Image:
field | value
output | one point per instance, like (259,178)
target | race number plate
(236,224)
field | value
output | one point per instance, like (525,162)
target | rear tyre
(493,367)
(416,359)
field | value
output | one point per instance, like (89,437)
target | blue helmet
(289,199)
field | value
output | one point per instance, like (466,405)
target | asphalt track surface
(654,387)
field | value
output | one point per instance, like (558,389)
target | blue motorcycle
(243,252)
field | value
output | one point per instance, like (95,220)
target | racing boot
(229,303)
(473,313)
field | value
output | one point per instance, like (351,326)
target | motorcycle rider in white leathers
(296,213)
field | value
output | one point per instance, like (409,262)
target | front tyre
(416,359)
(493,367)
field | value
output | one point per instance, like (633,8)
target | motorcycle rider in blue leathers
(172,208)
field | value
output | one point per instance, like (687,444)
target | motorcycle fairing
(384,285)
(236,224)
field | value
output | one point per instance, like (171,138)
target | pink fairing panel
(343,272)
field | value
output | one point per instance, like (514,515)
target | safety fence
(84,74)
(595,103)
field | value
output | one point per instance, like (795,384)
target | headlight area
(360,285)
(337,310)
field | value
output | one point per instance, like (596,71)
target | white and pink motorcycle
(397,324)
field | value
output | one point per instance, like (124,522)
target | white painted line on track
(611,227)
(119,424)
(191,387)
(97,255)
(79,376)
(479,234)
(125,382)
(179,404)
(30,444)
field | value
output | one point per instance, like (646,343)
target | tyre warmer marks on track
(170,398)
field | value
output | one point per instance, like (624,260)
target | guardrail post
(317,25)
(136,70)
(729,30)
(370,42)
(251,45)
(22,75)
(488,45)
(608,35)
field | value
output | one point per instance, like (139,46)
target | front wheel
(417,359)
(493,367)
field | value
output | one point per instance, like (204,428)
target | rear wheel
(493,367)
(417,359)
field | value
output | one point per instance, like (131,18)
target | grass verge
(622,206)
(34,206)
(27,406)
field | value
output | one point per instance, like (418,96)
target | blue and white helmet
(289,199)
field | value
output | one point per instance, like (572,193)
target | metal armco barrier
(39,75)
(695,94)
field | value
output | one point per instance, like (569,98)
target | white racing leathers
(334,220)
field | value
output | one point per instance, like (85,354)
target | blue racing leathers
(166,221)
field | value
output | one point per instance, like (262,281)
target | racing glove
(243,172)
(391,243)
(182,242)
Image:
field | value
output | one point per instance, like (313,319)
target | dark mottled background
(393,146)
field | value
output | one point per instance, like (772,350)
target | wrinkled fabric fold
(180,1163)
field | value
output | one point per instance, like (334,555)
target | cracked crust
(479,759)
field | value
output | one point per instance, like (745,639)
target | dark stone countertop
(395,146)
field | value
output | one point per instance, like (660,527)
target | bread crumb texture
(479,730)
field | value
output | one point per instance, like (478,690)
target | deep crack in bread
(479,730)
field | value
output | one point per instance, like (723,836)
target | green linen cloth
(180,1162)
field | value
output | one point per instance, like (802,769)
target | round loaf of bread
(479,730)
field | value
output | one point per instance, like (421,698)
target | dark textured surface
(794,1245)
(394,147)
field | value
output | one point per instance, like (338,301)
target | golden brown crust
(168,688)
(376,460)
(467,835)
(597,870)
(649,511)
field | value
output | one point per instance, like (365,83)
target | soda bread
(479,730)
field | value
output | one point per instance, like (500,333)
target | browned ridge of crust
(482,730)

- - - -

Produce a faithful copy of all the material above.

Image:
field | value
output | one point per instance, like (259,178)
target | race number plate
(236,224)
field | value
output | one point per instance, like (525,162)
target | rear tyre
(493,367)
(416,359)
field | value
output | one point per instance, like (89,437)
target | blue helmet
(289,199)
field | value
output | one point per instance, like (466,405)
target | asphalt track surface
(654,387)
field | value
output | one point per instance, like (558,389)
target | blue motorcycle
(243,252)
field | value
output | one point per instance, like (95,220)
target | racing boot
(229,303)
(473,313)
field | value
output | one point per instance, like (351,326)
target | motorcycle rider in white leathers
(296,213)
field | value
output | one point per instance, like (409,262)
target | front tyre
(416,359)
(493,367)
field | value
output | one point per instance, like (633,8)
target | motorcycle rider in blue leathers
(172,208)
field | value
output | one point per instance, like (687,444)
target | motorcycle fairing
(384,285)
(236,224)
field | value
output | one point per instance, like (171,138)
target | pink fairing panel
(343,272)
field | value
output | one point per instance, like (514,515)
target | safety fence
(84,74)
(595,103)
field | value
output | one point per instance, like (795,384)
target | headlight area
(360,285)
(337,310)
field | value
output | one point per instance, like (596,71)
target | white and pink motorcycle
(397,324)
field | value
output | one point per instance, like (124,522)
target | white painted line on track
(611,227)
(119,424)
(191,387)
(97,255)
(79,376)
(479,234)
(125,382)
(179,404)
(30,444)
field | value
output | one point per instance, like (646,343)
target | tyre warmer marks on track
(170,398)
field | value
output | one point per instance, like (624,260)
target | guardrail post
(317,25)
(136,70)
(729,30)
(370,42)
(251,45)
(22,75)
(488,45)
(608,35)
field | value
output | one point per instance, like (139,46)
target | front wheel
(417,359)
(493,367)
field | value
output | one point per instance, like (204,428)
target | rear wheel
(493,367)
(417,359)
field | value
output | one point per instance, like (131,18)
target | grass verge
(622,206)
(34,206)
(27,406)
field | value
output | one point per instance, like (418,96)
target | blue and white helmet
(289,199)
field | value
output | one point per instance, like (572,193)
target | metal armco barrier
(39,75)
(695,94)
field | value
output | one point per instance, like (569,98)
target | white racing leathers
(334,220)
field | value
output | one point per instance, like (85,354)
target | blue racing leathers
(166,221)
field | value
output | one point per instance, like (262,281)
target | racing glove
(243,172)
(391,243)
(182,242)
Image:
field | value
output | one point per instance, like (313,319)
target | dark mottled background
(393,146)
field | value
output | one point per instance, like (772,350)
target | wrinkled fabric fold
(180,1163)
field | value
output | one point per instance, like (334,555)
target | cracked crust
(479,759)
field | value
output | one point per instance, like (745,639)
target | dark stone countertop
(395,146)
field | value
output | one point per instance, like (660,527)
target | bread crumb texture
(479,730)
field | value
output | one point per instance, like (478,690)
target | deep crack in bread
(479,730)
field | value
output | one point per instance, like (723,836)
target | green linen cloth
(180,1162)
field | value
output | one point per instance, like (802,769)
target | round loaf of bread
(479,730)
field | value
output | one point per instance, like (421,698)
target | dark textured surface
(794,1245)
(394,147)
field | value
output | one point per instance, like (338,301)
target | golden brown crust
(168,688)
(376,460)
(467,835)
(597,870)
(649,511)
field | value
output | one point per instance, like (365,83)
target | soda bread
(479,730)
field | value
output | one point per instance, like (500,333)
target | browned ridge of crust
(482,730)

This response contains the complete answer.